> _WHAT IS NEEDED_
Find the line with "the dog's left" in the entries below, then output every line from it down to the line with "the man with", exactly and with no pictures.

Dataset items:

━━━━━━━━━━━━━━━━

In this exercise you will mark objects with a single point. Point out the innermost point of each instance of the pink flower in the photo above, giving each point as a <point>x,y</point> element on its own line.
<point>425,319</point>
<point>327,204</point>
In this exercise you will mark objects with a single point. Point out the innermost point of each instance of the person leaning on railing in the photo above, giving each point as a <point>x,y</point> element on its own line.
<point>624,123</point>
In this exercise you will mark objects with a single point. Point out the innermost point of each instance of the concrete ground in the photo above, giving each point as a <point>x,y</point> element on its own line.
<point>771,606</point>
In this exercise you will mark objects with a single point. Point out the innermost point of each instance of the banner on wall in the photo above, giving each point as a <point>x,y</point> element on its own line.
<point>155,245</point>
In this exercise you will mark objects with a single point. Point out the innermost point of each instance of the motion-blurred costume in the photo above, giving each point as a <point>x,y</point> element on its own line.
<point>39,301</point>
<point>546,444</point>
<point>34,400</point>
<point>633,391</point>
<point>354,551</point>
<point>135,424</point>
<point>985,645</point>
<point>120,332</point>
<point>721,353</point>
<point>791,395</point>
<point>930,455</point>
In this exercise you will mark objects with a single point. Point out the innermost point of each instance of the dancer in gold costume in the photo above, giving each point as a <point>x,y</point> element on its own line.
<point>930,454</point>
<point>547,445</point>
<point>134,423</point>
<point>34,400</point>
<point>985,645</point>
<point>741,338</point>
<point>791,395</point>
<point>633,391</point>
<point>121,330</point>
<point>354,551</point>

━━━━━━━━━━━━━━━━

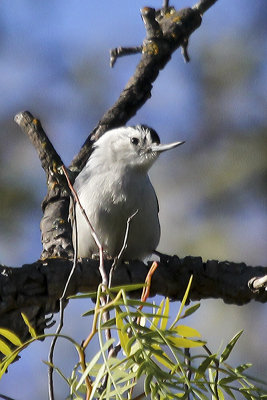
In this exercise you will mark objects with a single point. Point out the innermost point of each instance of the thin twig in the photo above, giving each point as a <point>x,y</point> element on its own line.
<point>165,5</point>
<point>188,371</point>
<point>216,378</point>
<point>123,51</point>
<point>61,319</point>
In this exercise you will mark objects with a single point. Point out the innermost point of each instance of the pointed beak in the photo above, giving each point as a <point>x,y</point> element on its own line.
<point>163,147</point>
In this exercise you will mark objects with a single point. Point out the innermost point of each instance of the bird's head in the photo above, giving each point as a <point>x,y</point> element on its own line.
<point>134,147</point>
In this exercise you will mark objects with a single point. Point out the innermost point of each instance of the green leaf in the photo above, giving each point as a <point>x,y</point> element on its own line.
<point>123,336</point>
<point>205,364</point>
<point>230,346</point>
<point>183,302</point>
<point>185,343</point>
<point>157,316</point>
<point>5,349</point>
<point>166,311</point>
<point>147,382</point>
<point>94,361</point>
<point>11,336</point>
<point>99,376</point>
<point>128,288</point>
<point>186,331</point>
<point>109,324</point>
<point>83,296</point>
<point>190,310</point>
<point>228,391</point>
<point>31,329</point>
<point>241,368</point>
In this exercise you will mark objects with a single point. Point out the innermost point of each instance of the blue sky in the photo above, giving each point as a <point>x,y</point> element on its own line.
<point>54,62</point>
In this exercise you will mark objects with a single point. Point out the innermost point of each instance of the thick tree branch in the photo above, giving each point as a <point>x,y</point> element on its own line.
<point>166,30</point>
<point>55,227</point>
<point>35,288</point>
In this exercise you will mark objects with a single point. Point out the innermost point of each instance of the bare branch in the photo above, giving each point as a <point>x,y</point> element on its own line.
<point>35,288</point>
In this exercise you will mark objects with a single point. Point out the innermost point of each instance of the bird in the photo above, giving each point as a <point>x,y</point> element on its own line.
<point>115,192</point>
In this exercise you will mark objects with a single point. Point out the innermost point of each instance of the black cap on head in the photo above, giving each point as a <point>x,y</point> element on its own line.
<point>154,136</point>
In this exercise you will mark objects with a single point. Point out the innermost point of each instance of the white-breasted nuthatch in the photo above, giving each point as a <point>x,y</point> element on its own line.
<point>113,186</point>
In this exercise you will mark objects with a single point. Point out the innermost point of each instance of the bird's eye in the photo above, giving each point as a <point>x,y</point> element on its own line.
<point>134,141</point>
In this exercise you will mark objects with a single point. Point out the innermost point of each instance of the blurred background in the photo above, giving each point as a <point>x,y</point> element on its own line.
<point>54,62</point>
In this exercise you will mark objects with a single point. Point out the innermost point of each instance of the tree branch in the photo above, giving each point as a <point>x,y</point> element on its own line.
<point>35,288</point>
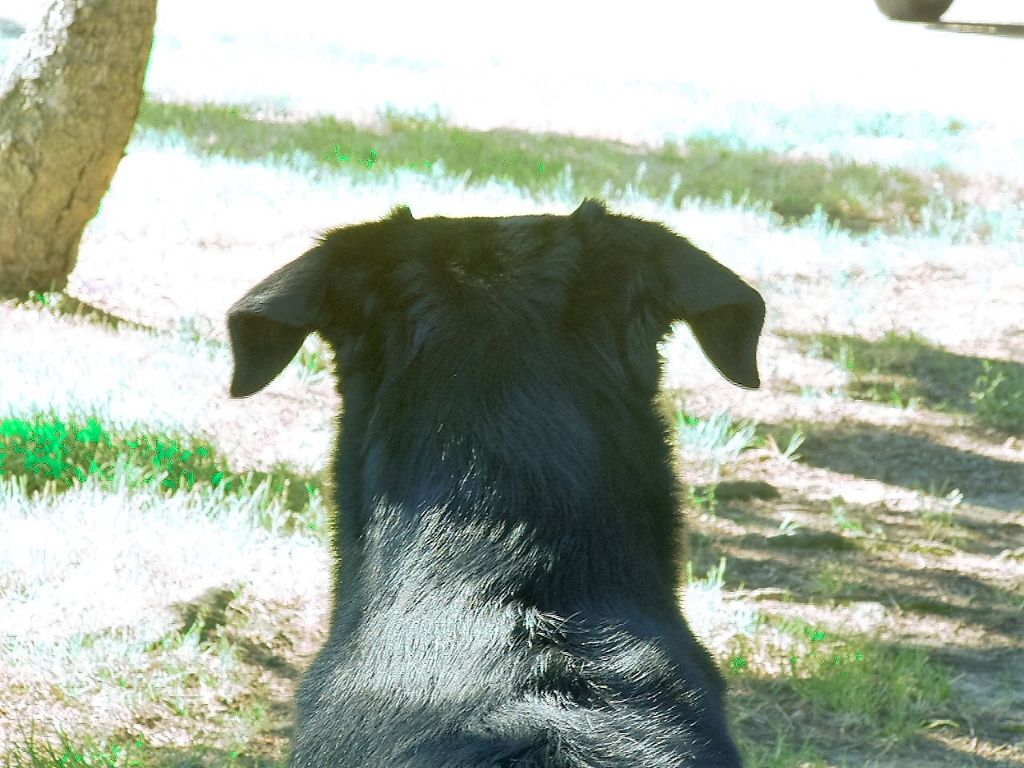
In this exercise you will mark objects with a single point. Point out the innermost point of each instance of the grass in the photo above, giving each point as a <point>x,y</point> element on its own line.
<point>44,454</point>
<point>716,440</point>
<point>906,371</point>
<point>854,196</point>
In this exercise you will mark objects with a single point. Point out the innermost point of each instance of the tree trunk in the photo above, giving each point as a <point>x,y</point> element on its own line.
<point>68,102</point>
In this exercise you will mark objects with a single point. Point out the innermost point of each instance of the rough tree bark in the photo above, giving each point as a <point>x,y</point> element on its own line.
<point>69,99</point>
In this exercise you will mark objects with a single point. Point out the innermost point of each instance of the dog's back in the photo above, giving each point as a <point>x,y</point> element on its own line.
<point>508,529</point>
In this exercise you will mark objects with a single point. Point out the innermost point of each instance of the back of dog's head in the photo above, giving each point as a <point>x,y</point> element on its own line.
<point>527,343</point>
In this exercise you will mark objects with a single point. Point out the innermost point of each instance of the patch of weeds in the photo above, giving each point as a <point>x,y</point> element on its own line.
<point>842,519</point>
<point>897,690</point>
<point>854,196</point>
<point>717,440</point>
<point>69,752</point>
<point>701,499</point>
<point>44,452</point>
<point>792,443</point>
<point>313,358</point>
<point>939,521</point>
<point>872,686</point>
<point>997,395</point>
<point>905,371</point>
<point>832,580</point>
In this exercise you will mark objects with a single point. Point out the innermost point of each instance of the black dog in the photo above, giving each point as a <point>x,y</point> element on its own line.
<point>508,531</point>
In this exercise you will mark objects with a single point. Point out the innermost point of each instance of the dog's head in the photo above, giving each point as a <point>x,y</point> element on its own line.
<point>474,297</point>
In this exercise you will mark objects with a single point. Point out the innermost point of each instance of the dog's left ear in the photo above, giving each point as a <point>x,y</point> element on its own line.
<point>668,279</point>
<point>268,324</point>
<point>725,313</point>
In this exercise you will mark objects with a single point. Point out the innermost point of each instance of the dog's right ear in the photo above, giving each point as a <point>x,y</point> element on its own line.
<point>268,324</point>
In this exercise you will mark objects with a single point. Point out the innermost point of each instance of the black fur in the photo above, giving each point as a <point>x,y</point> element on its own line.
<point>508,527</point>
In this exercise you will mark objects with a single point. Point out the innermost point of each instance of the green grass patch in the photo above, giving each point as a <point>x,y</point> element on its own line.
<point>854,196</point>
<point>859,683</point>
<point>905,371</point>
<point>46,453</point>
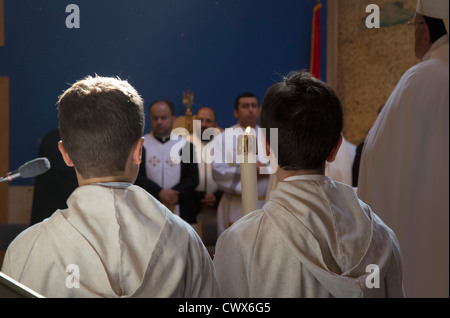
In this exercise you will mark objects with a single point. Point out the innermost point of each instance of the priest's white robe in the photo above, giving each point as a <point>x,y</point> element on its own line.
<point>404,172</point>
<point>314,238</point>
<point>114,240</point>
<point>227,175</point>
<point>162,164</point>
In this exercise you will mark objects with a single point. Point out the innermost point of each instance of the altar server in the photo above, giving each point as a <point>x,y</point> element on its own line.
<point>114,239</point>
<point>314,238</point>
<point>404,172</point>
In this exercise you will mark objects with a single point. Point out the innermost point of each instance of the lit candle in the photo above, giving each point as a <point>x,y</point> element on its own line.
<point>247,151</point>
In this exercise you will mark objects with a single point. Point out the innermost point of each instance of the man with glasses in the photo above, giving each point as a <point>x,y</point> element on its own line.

━━━━━━━━━━━━━━━━

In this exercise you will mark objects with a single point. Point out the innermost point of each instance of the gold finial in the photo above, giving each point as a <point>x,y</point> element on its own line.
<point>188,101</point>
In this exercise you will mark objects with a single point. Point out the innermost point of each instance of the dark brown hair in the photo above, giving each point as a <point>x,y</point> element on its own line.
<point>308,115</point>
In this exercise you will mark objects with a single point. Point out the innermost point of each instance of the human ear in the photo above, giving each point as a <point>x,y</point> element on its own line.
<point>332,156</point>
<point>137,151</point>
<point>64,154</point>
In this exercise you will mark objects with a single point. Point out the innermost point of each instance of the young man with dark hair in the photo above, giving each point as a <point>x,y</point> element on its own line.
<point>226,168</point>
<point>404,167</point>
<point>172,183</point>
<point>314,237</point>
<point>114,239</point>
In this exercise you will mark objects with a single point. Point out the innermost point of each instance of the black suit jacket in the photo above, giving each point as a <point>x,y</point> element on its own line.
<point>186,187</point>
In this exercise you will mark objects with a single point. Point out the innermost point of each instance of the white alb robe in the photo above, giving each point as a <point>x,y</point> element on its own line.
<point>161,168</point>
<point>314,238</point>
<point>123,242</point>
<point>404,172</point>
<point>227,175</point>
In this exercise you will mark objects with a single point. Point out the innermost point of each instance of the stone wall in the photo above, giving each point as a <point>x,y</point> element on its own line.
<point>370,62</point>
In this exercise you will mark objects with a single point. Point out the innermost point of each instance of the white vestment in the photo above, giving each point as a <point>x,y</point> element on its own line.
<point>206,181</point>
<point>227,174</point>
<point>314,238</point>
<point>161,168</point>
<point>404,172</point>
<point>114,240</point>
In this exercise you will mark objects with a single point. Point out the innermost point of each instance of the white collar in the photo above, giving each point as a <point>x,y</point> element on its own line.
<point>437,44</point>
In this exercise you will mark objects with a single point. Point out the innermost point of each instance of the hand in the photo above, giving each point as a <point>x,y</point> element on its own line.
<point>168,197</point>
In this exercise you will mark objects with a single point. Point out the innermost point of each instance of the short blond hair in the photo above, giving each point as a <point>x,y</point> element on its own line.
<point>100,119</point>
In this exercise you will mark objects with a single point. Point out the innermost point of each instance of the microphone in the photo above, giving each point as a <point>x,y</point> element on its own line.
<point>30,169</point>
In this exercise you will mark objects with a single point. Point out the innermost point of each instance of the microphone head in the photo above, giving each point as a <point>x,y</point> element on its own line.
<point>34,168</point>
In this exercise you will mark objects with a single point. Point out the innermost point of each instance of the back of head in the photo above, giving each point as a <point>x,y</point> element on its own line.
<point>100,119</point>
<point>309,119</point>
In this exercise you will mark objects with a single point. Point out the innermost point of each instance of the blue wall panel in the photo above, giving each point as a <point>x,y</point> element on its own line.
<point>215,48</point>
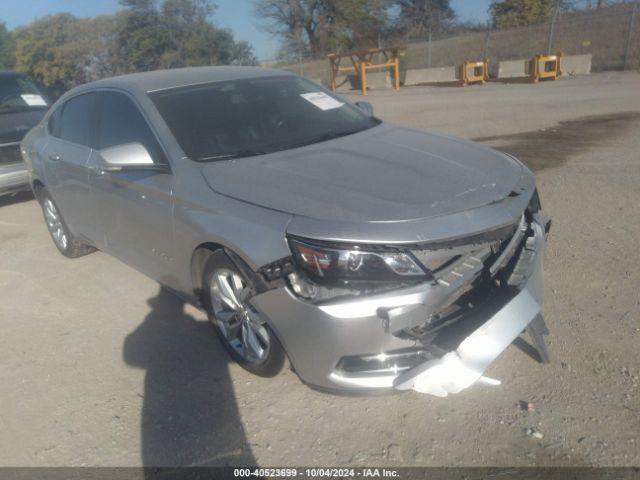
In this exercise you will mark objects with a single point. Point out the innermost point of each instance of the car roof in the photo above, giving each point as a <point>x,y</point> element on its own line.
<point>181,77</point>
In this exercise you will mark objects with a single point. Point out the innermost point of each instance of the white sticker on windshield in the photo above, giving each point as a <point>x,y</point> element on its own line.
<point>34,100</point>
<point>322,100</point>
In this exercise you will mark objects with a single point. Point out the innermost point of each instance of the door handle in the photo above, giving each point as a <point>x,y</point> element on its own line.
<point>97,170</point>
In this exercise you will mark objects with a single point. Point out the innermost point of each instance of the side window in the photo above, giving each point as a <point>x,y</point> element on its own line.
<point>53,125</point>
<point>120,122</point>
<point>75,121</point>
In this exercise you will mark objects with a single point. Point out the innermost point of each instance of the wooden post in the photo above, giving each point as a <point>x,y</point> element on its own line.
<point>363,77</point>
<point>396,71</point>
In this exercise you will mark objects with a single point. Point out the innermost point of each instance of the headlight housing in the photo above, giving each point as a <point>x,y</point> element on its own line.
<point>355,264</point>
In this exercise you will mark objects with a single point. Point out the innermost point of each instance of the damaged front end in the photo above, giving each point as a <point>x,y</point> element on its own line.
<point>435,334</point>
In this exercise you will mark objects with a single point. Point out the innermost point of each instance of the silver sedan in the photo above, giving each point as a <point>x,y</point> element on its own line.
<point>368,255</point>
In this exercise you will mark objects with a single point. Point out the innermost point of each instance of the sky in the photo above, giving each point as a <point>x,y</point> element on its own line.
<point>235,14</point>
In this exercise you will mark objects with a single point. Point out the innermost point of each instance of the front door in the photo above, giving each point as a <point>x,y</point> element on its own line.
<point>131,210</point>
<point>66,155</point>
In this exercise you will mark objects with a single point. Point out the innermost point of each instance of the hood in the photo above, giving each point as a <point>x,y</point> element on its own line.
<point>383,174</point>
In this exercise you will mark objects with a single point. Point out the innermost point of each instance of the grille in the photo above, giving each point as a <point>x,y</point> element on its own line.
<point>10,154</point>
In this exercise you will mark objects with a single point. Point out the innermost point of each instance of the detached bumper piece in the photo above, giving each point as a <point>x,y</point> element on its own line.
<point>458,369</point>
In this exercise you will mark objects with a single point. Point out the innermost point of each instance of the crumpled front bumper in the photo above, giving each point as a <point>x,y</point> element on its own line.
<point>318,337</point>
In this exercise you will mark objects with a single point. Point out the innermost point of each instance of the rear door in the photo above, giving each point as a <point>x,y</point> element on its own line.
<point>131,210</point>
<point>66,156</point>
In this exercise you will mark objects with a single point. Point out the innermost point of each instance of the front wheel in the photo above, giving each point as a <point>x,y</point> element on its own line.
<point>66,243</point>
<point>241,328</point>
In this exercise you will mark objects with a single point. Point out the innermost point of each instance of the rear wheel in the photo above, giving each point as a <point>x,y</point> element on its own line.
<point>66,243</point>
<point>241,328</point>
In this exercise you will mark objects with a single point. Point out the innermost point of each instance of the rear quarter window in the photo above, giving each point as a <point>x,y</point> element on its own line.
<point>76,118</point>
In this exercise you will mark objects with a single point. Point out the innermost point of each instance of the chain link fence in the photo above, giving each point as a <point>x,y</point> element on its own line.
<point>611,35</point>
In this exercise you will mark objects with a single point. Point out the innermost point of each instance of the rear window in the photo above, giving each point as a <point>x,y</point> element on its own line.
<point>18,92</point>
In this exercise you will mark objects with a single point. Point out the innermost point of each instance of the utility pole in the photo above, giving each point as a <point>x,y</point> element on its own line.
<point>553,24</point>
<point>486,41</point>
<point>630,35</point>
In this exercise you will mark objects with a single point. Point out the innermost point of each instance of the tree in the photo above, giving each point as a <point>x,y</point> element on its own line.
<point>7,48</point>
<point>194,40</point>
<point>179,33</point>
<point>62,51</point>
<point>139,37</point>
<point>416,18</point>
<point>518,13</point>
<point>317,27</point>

━━━━━━━━━━━━━━━━

> _ANSWER TO THIS EXERCISE_
In this exercise you will mark objects with a single point. Point out the innermost point of each instance of the dog's left ear in the photo above, giving each point as a <point>x,y</point> element on its own line.
<point>668,279</point>
<point>268,324</point>
<point>725,313</point>
In this exercise you will mark objects with a single point. Point out the innermost point of each instance of the dog's right ear in the photo above, giving each point as a <point>x,y</point> element on its own line.
<point>268,324</point>
In this exercise you will mark objects with a single point. Point out the innermost point of each instance of the black fur in the photo above, giving each point as a <point>x,y</point> element on its own line.
<point>508,527</point>
In this exercise you will mark objects with a single point. Point out the innermost point of each instance of the green grass patch in the photo above, giving each point as a <point>x,y</point> element on its own line.
<point>854,196</point>
<point>859,683</point>
<point>905,371</point>
<point>46,453</point>
In this exercise you will mark objects with a single point. Point out the innermost point of each instance of the priest's white robe in the photo above, giving each point as a <point>x,y</point> element on its own line.
<point>404,172</point>
<point>314,238</point>
<point>114,240</point>
<point>227,175</point>
<point>162,164</point>
In this exercise you will mark objects with a single point. Point out the innermost point of each instance of the altar server in the photo above, giving each point as a <point>x,y</point> element on its own line.
<point>114,239</point>
<point>314,238</point>
<point>404,172</point>
In this exercise you will mark objects with a single point. Point out the innermost point of each instance of the lit candle in the photo above, giving each point as a <point>x,y</point> element on its own line.
<point>247,151</point>
In this exercise you will mark objects with a single point. Point out the innermost point of each instance of the man with glasses in the photo above, giving each point as a <point>x,y</point> element on its own line.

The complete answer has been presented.